--- START OF Records to use ---

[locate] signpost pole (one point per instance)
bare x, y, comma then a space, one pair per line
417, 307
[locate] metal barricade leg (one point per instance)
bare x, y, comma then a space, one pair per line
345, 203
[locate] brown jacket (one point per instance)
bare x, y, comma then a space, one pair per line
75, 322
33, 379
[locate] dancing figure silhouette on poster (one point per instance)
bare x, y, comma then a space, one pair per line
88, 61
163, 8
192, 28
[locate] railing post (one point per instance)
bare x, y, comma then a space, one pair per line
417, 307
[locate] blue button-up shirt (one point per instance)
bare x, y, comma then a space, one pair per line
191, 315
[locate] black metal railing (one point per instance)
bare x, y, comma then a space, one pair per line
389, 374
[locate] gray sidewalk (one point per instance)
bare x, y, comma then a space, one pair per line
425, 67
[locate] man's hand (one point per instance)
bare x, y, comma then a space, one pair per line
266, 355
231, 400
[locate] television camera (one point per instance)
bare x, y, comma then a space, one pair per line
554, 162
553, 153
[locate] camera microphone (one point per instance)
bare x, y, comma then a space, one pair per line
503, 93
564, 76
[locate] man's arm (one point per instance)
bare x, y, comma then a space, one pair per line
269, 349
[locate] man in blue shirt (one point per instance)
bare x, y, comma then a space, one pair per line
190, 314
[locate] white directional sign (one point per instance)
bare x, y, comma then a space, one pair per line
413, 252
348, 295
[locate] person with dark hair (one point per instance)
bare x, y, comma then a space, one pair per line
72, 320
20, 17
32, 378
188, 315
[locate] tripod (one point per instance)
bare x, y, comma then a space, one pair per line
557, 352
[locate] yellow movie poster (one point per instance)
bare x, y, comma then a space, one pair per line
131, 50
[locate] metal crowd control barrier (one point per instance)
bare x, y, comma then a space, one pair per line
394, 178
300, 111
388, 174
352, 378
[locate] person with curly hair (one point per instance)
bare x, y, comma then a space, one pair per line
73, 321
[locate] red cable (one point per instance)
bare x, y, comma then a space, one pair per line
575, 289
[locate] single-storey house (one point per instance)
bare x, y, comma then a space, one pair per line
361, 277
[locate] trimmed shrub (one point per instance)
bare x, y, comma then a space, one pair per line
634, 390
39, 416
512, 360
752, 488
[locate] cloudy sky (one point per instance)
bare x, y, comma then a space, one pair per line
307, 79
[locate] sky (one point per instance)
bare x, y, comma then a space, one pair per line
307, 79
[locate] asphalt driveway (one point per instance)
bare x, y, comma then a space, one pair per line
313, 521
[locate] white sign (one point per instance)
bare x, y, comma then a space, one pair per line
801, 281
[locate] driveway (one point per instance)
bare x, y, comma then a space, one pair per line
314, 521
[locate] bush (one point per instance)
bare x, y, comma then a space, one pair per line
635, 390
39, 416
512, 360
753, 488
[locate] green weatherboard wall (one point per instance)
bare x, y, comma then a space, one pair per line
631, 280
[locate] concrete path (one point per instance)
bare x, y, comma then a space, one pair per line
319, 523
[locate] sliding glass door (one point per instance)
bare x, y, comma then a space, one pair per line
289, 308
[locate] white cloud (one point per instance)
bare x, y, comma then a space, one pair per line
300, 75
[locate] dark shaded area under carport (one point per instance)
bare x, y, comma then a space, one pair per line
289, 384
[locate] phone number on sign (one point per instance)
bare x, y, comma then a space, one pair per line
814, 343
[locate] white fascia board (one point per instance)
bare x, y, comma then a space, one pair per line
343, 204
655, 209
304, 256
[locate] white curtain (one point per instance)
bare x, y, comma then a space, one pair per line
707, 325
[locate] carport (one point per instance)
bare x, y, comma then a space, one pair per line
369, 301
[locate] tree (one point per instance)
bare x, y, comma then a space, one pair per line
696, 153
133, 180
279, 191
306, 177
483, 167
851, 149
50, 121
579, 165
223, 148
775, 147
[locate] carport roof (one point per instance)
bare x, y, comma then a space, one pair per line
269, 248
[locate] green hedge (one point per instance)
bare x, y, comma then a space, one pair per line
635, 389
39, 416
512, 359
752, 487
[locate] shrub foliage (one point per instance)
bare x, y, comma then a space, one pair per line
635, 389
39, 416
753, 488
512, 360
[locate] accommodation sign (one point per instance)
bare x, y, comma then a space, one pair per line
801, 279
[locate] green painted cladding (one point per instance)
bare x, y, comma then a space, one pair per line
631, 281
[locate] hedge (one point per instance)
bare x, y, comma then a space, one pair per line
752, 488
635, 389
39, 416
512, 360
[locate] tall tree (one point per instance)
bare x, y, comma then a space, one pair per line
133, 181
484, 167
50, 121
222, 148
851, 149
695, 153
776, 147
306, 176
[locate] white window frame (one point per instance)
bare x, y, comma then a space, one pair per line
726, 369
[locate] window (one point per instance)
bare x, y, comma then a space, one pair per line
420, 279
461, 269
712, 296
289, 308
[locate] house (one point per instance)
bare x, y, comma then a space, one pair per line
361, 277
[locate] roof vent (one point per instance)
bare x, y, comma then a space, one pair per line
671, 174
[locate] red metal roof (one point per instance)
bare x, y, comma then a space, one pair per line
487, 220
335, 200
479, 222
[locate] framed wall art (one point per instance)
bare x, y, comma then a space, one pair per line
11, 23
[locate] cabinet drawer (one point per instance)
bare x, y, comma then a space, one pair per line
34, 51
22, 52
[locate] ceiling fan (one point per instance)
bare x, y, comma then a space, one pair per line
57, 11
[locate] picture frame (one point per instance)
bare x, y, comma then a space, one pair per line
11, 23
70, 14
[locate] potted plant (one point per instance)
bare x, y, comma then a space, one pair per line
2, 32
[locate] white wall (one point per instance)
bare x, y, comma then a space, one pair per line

--- END OF Records to use ---

Work required: Produce a verbatim transcription of the entries above.

Answer to this problem:
[locate] signpost pole (one point per instance)
bare x, y, comma then a space, one pair per line
417, 307
[locate] metal barricade leg (one point per instance)
bare x, y, comma then a space, one pair per line
345, 203
[locate] brown jacket (one point per instance)
bare x, y, comma then a space, one pair per line
75, 322
33, 379
[locate] dancing figure silhouette on poster (one point per instance)
bare x, y, comma then a space, one pair per line
88, 61
163, 8
192, 28
[locate] railing post (one point per instance)
bare x, y, comma then a space, one pair per line
417, 307
[locate] blue button-up shirt (one point per instance)
bare x, y, comma then a space, one pair per line
191, 315
[locate] black metal railing (one point per instance)
bare x, y, comma then a space, one pair per line
389, 374
[locate] gray sidewalk (one point per instance)
bare x, y, comma then a space, one pair per line
425, 67
[locate] man's hand (one point per instance)
bare x, y, comma then a space, one pair per line
266, 355
231, 400
[locate] television camera (one point per instance)
bare x, y, comma then a space, one pair per line
554, 162
553, 153
[locate] camera microphone (one point per instance)
bare x, y, comma then a space, one pair per line
503, 93
564, 76
[locate] man's arm (one point per instance)
bare x, y, comma then a space, one pair per line
269, 349
[locate] man in blue shirt (one point per instance)
bare x, y, comma then a space, one pair per line
190, 314
[locate] white directional sign (one point per instance)
bare x, y, comma then a space, one pair per line
413, 252
348, 295
[locate] person with dark hair (one point per instance)
bare x, y, comma then a space, one pair per line
72, 320
20, 17
32, 378
188, 315
[locate] tripod (one point per instance)
bare x, y, comma then a space, one pair per line
557, 352
[locate] yellow movie poster (one point per instance)
bare x, y, comma then a space, one pair per line
131, 50
[locate] metal crowd control barrier (one point per instance)
bare x, y, comma then a space, one pair per line
394, 178
300, 111
388, 174
352, 378
[locate] person with curly hair (one point per instance)
bare x, y, comma then a space, one pair per line
73, 321
[locate] red cable (one point per instance)
bare x, y, comma then a space, one pair per line
575, 289
[locate] single-storey house (one point per instance)
bare x, y, comma then a space, one pair per line
361, 277
[locate] trimmed shrub (one point per instance)
bare x, y, comma then a space, one pair per line
634, 390
39, 416
512, 360
752, 488
[locate] cloudy sky (one point per instance)
bare x, y, comma then a space, one pair per line
307, 79
[locate] sky (one point per instance)
bare x, y, comma then a space, one pair per line
307, 79
[locate] asphalt driveway (one point per instance)
bare x, y, comma then a space, one pair per line
313, 521
[locate] white sign (one point per instance)
bare x, y, comma then a space, one pair per line
801, 281
[locate] driveway (one point per instance)
bare x, y, comma then a space, one pair per line
314, 521
[locate] bush (one point per instance)
bare x, y, comma then a space, one pair per line
635, 390
39, 416
512, 360
753, 488
[locate] green weatherboard wall (one point per instance)
bare x, y, comma then a space, one pair per line
631, 280
[locate] concrete path (one point per instance)
bare x, y, comma then a space, one pair per line
319, 523
[locate] sliding glass door (one point per instance)
bare x, y, comma then a space, one pair per line
289, 308
[locate] white cloud (one point per instance)
bare x, y, comma then a space, one pair per line
300, 75
[locate] dark shaded area under carport (one point per instance)
bare x, y, comma then a space, one pair per line
289, 384
[locate] phone number on sign (one point per instance)
bare x, y, comma then a space, one pair per line
814, 343
[locate] white fascia board (one point per instance)
bare x, y, comma then a space, one pair per line
343, 204
655, 209
304, 256
[locate] white curtain (one point per instance)
bare x, y, comma then a space, one pair per line
707, 325
[locate] carport (one point per instance)
bare x, y, comma then a space, one pair per line
369, 301
[locate] tree (one point per instance)
bare x, y, comma then a space, one pair per line
696, 153
133, 180
279, 191
306, 177
483, 167
851, 149
50, 121
579, 165
223, 148
775, 147
[locate] carport roof (one point per instance)
bare x, y, comma then a space, one pair per line
269, 248
[locate] green hedge (one point per instance)
bare x, y, comma then a space, one pair per line
635, 389
39, 416
512, 359
752, 487
[locate] shrub foliage (one point per instance)
bare x, y, comma then a space, one pair per line
635, 389
39, 416
753, 488
512, 360
[locate] accommodation sign (one point per instance)
bare x, y, comma then a space, one pair per line
801, 279
[locate] green painted cladding (one point per instance)
bare x, y, comma then a space, one pair per line
631, 281
[locate] hedge (one point per instance)
bare x, y, comma then a space, one pair per line
752, 488
635, 389
39, 416
512, 360
[locate] tall tree (one point per instance)
bare x, y, comma then a space, one pair per line
133, 181
484, 167
50, 121
222, 148
851, 149
695, 153
776, 147
306, 176
[locate] white window frame (one point per instance)
bare x, y, comma then a space, one pair per line
726, 369
[locate] window (one point per instance)
bare x, y, comma then a space, one pair per line
420, 279
461, 269
712, 296
289, 308
[locate] house (one point per instance)
bare x, y, comma then a space, one pair per line
361, 277
[locate] roof vent (one point per instance)
bare x, y, comma then a space, one pair per line
671, 174
[locate] red metal roof (one point per instance)
bare x, y, comma then a space, one pair per line
487, 220
335, 200
479, 222
[locate] framed wall art (one point per instance)
bare x, y, comma then a space, one pair per line
11, 23
[locate] cabinet drawer (one point per instance)
bare x, y, comma then a space, one pair per line
34, 51
22, 52
[locate] ceiling fan (one point per instance)
bare x, y, comma then a space, one pair per line
57, 11
[locate] picture frame (one point per instance)
bare x, y, comma then a space, one pair per line
11, 23
70, 14
[locate] potted plant (one point per instance)
bare x, y, comma then a space, one pair per line
2, 32
[locate] white wall (one point per instance)
bare x, y, comma then a space, one pair per line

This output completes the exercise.